GIVEN PASSAGE>
- - - - - - -

# Dash Motorsports '69 Roadrunner



## 1976Cordoba (Sep 20, 2000)

Was it Tom selling the Dash '69 Roadrunner body kits?

Anyone got a website or something I can click to buy from


----------



## brownie374 (Nov 21, 2007)

Saw some dash rr on ebay but they weren't white


----------



## tomhocars (Oct 19, 2005)

1976Cordoba said:


> Was it Tom selling the Dash '69 Roadrunner body kits?
> 
> Anyone got a website or something I can click to buy from


Doba,Yes I have them.


----------



## slotcarman12078 (Oct 3, 2008)

PM Tom direct!


----------



## 1976Cordoba (Sep 20, 2000)

tomhocars said:


> Doba,Yes I have them.



Thanks! Check your PMs :thumbsup:


----------



## 1970 AAR CUDA (Oct 23, 2013)

*Dash Roadrunner*

Hi, new to hobby talk. Also interested in a Dash Roadrunner kit. Also looking for a black Dash Roadrunner. Any help would be appreciated.


----------



## 1970 AAR CUDA (Oct 23, 2013)

- - - - - - -

ENTRIES>
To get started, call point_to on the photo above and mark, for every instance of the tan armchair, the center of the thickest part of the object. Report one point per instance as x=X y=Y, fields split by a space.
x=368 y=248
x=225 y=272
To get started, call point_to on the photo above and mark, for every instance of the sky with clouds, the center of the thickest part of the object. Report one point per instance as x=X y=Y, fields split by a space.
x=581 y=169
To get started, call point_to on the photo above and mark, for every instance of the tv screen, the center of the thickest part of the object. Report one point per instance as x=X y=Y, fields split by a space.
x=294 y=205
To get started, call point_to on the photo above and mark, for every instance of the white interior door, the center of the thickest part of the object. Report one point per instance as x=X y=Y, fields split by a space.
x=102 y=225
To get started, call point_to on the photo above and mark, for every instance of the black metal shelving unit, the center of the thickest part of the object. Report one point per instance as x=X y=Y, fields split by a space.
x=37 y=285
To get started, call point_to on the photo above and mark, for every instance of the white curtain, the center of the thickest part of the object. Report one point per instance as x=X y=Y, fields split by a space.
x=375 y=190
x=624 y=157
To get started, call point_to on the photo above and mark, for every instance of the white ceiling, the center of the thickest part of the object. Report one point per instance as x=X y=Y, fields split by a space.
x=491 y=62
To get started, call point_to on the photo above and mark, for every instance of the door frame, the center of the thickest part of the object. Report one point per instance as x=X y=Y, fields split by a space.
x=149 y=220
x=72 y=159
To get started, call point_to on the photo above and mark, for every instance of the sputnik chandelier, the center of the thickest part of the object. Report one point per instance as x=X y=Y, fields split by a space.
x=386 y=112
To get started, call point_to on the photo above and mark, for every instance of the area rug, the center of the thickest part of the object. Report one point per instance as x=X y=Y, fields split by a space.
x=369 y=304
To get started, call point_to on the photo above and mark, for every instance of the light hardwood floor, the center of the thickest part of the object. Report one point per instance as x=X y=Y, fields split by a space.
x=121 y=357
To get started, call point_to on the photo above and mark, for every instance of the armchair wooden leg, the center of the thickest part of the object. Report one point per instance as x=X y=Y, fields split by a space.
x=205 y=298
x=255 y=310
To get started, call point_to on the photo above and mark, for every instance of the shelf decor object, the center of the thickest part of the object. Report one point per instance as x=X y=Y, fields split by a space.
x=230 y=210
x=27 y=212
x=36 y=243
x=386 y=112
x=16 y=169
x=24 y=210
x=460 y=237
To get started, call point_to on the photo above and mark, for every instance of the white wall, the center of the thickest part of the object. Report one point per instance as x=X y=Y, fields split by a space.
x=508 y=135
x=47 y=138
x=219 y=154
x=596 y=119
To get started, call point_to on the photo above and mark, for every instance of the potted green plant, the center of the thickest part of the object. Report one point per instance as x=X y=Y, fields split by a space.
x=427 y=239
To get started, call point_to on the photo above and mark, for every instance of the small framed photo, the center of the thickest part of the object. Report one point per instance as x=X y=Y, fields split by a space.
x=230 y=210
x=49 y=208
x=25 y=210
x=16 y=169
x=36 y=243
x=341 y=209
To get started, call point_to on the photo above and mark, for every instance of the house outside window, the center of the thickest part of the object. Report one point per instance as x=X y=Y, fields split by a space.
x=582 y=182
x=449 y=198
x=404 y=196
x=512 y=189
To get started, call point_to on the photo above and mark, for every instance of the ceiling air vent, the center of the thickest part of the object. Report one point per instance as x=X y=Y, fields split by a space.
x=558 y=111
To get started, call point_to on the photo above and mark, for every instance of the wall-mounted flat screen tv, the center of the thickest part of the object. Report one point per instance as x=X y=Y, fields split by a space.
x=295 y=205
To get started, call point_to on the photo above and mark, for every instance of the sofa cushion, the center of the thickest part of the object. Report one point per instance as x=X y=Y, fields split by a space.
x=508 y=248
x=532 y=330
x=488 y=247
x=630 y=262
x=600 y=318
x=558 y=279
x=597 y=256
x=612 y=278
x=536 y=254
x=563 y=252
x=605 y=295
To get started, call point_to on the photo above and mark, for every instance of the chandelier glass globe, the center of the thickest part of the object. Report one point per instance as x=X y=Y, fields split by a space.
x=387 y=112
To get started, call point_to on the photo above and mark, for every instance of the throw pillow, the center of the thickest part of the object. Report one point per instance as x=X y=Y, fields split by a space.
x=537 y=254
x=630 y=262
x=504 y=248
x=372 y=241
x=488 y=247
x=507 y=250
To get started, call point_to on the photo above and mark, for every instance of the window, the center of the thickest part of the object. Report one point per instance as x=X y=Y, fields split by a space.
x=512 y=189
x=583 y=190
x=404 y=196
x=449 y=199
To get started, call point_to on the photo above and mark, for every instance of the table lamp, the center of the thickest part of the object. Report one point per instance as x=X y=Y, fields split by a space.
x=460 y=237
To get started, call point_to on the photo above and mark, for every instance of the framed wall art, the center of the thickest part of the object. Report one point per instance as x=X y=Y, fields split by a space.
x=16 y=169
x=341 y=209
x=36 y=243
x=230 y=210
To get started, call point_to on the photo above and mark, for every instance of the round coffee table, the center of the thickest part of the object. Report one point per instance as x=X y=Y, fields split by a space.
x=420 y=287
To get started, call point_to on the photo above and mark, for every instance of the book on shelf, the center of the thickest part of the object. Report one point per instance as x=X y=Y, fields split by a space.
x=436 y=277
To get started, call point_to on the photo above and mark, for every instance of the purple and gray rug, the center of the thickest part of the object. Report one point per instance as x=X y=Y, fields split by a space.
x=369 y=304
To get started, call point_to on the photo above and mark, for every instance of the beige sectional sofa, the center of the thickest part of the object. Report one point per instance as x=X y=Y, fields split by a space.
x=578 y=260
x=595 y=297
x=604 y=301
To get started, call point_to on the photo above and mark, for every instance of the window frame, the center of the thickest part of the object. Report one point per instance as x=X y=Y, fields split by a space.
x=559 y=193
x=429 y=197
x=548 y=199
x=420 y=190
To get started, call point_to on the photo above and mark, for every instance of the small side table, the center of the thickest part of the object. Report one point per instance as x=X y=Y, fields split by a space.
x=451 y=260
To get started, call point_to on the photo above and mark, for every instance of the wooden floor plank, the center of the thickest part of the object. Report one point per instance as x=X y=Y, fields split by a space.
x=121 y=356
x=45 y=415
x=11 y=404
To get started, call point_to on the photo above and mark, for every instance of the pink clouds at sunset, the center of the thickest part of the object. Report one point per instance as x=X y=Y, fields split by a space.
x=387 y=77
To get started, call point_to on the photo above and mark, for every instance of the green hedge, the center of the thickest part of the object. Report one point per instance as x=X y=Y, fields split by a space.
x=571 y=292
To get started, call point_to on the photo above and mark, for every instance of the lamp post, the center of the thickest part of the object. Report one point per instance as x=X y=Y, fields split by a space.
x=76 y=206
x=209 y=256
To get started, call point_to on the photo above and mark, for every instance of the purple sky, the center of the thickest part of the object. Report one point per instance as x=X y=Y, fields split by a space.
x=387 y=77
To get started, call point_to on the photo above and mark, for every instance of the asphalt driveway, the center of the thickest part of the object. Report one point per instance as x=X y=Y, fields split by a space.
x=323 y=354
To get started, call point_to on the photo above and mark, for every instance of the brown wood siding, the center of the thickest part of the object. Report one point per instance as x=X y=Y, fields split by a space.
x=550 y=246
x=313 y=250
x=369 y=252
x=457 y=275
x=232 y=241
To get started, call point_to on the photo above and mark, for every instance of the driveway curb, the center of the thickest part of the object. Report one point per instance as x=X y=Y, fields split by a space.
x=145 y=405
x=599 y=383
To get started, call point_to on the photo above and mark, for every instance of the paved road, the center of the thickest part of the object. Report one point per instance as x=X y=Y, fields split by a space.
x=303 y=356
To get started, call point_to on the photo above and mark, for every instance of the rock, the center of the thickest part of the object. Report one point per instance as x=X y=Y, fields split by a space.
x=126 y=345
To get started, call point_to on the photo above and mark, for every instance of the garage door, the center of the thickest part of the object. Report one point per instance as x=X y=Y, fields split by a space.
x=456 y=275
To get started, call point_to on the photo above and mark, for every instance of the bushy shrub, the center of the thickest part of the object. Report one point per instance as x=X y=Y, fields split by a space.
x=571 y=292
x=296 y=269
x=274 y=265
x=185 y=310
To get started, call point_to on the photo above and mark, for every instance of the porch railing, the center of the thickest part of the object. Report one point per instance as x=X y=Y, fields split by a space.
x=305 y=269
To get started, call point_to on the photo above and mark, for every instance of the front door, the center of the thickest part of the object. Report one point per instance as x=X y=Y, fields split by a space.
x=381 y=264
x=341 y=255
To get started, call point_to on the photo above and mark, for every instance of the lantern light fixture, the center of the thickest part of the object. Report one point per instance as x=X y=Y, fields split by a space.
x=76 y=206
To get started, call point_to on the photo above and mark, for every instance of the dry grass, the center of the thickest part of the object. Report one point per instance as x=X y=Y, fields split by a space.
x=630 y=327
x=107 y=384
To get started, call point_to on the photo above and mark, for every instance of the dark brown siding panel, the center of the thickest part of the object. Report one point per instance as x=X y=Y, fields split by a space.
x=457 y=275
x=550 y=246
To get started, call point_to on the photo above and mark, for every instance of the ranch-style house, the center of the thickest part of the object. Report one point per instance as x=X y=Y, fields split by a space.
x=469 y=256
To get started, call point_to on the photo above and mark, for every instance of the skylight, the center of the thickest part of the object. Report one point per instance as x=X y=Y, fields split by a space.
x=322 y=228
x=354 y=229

- - - - - - -

EXERCISE REQUIREMENTS>
a - Rewrite the stretch of the Roadrunner thread from "Thanks! Check your" through "would be appreciated.", swapping "black" for "red".
b - Summarize the Roadrunner thread in two sentences.

SOLUTIONS>
a -
Thanks! Check your PMs :thumbsup:


----------



## 1970 AAR CUDA (Oct 23, 2013)

*Dash Roadrunner*

Hi, new to hobby talk. Also interested in a Dash Roadrunner kit. Also looking for a red Dash Roadrunner. Any help would be appreciated.

b - A user asked whether Tom was the one selling Dash '69 Roadrunner body kits and where to buy them, and tomhocars replied "Yes I have them," after which another poster advised messaging Tom directly and the asker said to check PMs. A later poster, new to hobby talk, said they were also interested in a Dash Roadrunner kit and were looking for a black Dash Roadrunner.